Task brief
Your reply should hold only the lines from the records below where "white" occurs.

─── Exercise material ───

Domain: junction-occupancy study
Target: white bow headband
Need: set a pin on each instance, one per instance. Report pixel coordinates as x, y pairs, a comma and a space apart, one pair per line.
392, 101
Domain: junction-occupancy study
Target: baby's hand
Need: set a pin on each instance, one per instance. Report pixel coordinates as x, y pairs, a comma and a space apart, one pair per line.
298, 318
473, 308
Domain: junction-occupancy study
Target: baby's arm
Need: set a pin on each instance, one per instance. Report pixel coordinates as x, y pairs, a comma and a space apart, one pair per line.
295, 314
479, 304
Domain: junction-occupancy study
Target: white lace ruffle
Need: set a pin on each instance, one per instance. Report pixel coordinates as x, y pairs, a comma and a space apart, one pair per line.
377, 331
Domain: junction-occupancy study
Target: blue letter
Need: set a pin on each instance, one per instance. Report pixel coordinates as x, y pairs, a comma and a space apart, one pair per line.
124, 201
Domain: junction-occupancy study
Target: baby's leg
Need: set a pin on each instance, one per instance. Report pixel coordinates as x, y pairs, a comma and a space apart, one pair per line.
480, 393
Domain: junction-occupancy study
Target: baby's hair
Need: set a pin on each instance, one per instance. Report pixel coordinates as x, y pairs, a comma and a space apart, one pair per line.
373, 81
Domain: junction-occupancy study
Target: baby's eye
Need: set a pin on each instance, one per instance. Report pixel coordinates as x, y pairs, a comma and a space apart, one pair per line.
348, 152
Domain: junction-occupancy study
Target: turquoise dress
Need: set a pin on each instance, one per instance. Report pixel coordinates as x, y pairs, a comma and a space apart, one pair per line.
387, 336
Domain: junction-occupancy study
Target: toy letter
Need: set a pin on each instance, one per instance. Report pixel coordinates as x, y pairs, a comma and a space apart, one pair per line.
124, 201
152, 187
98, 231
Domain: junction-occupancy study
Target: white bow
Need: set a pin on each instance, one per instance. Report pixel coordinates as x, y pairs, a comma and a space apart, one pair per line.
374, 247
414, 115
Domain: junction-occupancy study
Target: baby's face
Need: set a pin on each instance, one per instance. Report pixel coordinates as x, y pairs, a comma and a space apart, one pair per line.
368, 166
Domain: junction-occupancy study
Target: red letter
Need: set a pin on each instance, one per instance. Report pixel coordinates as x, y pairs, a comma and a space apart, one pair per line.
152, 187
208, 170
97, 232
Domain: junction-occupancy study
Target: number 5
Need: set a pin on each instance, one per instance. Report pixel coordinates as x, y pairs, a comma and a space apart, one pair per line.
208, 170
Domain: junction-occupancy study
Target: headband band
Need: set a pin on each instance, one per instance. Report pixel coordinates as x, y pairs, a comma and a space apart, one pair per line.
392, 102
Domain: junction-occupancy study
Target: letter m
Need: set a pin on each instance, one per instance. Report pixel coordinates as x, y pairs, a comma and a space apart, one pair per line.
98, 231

───
─── Exercise material ───

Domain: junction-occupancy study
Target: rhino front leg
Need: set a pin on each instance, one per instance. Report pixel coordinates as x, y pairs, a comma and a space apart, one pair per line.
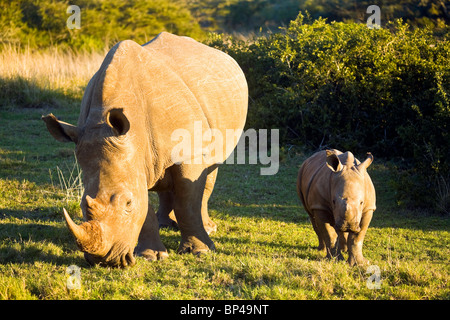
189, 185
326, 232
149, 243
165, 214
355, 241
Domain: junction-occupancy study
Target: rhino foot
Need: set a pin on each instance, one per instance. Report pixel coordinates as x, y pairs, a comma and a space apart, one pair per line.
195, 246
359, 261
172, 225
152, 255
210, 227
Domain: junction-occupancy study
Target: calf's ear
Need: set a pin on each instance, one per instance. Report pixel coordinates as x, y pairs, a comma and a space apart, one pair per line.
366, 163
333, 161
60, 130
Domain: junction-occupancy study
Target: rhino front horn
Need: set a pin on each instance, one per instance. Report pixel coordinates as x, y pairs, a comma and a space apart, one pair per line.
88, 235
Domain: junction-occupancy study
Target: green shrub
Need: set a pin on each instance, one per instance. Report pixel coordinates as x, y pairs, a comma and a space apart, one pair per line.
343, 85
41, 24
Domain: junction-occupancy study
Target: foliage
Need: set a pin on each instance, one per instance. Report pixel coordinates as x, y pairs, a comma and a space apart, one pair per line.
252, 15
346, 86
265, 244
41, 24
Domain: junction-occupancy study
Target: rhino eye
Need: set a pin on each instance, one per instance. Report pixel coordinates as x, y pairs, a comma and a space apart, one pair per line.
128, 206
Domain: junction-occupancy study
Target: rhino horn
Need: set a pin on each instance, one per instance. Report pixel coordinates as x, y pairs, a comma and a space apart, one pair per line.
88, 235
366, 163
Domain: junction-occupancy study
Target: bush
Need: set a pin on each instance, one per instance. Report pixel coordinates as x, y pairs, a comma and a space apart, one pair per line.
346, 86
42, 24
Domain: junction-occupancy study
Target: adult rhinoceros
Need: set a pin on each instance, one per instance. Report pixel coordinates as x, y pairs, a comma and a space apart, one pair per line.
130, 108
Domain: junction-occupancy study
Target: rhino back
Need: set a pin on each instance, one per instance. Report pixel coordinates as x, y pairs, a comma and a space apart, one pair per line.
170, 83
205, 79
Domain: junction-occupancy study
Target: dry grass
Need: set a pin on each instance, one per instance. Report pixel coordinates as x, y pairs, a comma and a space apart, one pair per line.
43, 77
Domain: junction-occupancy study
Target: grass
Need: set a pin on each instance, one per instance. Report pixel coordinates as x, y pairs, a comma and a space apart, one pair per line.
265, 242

───
─── Exercise material ───

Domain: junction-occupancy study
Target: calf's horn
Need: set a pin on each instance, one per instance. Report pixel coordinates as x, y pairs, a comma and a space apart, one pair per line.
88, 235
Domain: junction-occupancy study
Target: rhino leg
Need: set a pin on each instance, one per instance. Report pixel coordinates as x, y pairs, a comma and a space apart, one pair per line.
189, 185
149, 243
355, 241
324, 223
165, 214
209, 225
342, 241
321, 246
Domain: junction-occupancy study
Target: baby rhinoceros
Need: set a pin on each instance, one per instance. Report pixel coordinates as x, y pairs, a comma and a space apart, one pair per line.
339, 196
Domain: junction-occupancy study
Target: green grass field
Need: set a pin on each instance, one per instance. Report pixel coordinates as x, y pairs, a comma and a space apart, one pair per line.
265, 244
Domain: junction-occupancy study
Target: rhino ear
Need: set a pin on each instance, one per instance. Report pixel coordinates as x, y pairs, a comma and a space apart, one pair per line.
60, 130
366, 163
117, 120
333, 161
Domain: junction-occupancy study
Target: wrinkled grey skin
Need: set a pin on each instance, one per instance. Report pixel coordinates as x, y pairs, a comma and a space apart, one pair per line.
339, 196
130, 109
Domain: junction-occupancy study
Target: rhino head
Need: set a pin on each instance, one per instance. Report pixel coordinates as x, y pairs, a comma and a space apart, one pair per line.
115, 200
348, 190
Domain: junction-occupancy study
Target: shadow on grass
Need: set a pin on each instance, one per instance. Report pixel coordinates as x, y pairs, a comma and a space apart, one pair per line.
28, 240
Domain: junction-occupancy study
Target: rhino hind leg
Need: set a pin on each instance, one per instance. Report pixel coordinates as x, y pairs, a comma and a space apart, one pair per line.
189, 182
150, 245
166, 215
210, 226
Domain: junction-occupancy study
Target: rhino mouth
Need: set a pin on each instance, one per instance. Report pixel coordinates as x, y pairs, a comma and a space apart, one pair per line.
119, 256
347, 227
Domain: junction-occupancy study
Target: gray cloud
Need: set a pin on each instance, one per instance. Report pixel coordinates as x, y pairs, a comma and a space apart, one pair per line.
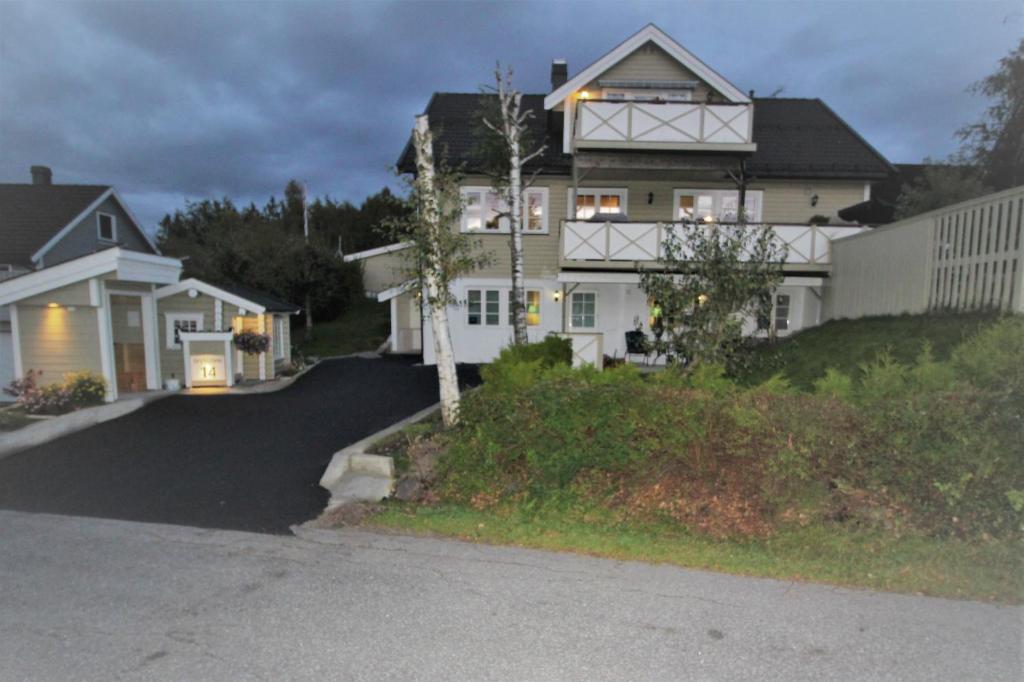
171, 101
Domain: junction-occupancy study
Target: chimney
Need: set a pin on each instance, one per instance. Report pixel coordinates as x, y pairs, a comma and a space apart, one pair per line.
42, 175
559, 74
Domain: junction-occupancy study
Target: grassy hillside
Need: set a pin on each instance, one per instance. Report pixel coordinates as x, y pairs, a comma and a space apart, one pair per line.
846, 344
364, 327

───

Response area
Target: white bow headband
Target: white lace ruffle
Target: white bow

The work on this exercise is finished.